[WHAT TO PRODUCE]
Answer these questions from the article on Chemours's share decline:
1. By how much did shares of The Chemours Company fall last month?
2. Which portfolio had a 35% revenue drop?
3. In which state is the new Opteon manufacturing facility?

[TEXT SECTION]
◆ ◆ ◆

What happened

Shares of The Chemours Company (NYSE:CC) fell more than 41% last month, according to data from S&P Global Market Intelligence. The business reported disappointing first-quarter 2019 operating results. While management stated that the performance was in-line with expectations for a slow start to the year, Wall Street analysts were concerned with the number of headwinds.

All three of the company's business segments reported a year-over-year revenue decline, highlighted by a 35% drop from the titanium technologies portfolio. Chemours also noted that its Opteon refrigerants business is facing pressure in Europe, while an important new manufacturing facility encountered delays during ramp-up.

A chart on a chalkboard showing a steady rise and then a sudden fall.

Image source: Getty Images.

So what

Chemours reported a troubling pattern in the first three months of 2019 in which revenue fell and expenses increased. That sapped operating income from two directions and led to an awful year-over-year comparison for the most important financial metrics. 

Metric

Q1 2019

Q1 2018

Year-over-Year Change

Total revenue

$1.38 billion

$1.73 billion

(21%)

Gross profit

$296 million

$537 million

(45%)

Gross margin

21.5%

31%

115 basis points

Operating expenses

$186 million

$173 million

7.5%

Income before income taxes

$107 million

$381 million

(72%)

Data source: SEC filing.

If there's a silver lining for the business, then it stems from the fact that ramp-up delays from the new Opteon manufacturing facility in Texas should be short-lived. It's not unusual for large, complex chemical manufacturing facilities to encounter unique obstacles during start-up and ramp-up activities. Moreover, management is confident the facility can jump back on track in the coming quarters. That'll be important, because the U.S.-based facility is expected to significantly lower costs compared to production in Asia.

Now what

Chemours had a rough start to 2019, and although some of the headwinds could prove temporary, investors cannot overlook the company's toxic legacy stemming from its fluoroproducts division. That legacy could still prove costly, too. The quarterly report filed with the SEC disclosed multiple new lawsuits and complaints brought in the first quarter alone, including towns such as Atlantic City and the Cannon Air Force Base in New Mexico. Therefore, a tumbling share price might not be as tempting as investors initially think.

◆ ◆ ◆

[EXCERPTED RECORDS]
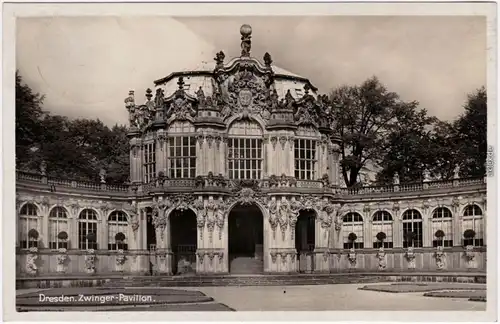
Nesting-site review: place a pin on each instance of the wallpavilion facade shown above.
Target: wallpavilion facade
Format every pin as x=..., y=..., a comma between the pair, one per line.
x=235, y=170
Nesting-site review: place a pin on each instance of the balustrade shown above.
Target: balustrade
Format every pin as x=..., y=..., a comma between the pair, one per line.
x=221, y=182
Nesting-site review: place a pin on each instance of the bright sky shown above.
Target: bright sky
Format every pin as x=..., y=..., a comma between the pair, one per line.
x=86, y=66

◆ ◆ ◆

[WRITTEN REPLY]
1. More than 41%
2. The titanium technologies portfolio
3. Texas